> [EXERCISE TASK] Locate each line in the rows below containing the string "background" and copy those lines. Treat uppercase and lowercase as different.

## begin MATERIAL PROVIDED

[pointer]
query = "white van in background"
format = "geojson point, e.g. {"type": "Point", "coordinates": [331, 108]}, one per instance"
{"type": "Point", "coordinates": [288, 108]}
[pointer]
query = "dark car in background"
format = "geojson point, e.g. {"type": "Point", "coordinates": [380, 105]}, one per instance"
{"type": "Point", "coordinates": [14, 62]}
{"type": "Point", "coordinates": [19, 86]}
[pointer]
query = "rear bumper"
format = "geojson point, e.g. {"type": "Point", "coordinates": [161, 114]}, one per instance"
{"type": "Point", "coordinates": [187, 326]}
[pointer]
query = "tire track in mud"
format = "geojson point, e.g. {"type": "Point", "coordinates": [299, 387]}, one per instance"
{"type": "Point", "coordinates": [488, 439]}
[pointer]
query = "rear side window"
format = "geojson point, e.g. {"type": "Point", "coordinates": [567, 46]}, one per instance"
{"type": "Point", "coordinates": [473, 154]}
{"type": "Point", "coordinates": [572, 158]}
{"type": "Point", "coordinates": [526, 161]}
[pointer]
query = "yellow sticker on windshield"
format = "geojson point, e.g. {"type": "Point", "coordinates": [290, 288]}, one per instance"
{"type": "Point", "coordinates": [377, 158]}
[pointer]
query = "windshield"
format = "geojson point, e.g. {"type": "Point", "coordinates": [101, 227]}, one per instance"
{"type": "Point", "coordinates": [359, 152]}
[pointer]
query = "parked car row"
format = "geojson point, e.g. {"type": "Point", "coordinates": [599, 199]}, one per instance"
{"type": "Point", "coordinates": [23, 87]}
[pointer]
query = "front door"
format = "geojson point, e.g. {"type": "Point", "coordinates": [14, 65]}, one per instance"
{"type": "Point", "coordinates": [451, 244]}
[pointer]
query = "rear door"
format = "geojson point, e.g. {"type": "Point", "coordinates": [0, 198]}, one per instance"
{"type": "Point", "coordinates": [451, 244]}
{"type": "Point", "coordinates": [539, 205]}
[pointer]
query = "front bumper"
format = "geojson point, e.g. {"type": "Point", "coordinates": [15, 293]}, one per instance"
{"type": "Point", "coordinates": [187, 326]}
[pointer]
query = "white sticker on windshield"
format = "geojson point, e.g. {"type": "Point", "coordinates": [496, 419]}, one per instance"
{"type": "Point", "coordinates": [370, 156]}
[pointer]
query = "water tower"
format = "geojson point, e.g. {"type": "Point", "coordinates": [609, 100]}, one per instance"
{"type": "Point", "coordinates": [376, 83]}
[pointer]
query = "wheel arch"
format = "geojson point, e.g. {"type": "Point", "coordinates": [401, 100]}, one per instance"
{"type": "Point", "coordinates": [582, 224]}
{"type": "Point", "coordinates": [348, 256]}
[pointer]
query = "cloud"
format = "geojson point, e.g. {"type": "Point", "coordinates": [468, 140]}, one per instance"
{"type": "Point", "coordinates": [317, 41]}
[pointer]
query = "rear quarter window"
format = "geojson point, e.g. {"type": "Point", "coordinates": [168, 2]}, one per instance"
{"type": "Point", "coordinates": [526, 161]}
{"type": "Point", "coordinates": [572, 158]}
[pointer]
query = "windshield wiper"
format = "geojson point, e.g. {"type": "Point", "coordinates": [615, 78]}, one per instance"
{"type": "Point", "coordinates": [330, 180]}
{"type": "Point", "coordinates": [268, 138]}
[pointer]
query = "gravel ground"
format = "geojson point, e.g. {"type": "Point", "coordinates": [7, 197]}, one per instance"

## end MATERIAL PROVIDED

> [ANSWER IN FULL]
query = "white van in background"
query = "dark car in background"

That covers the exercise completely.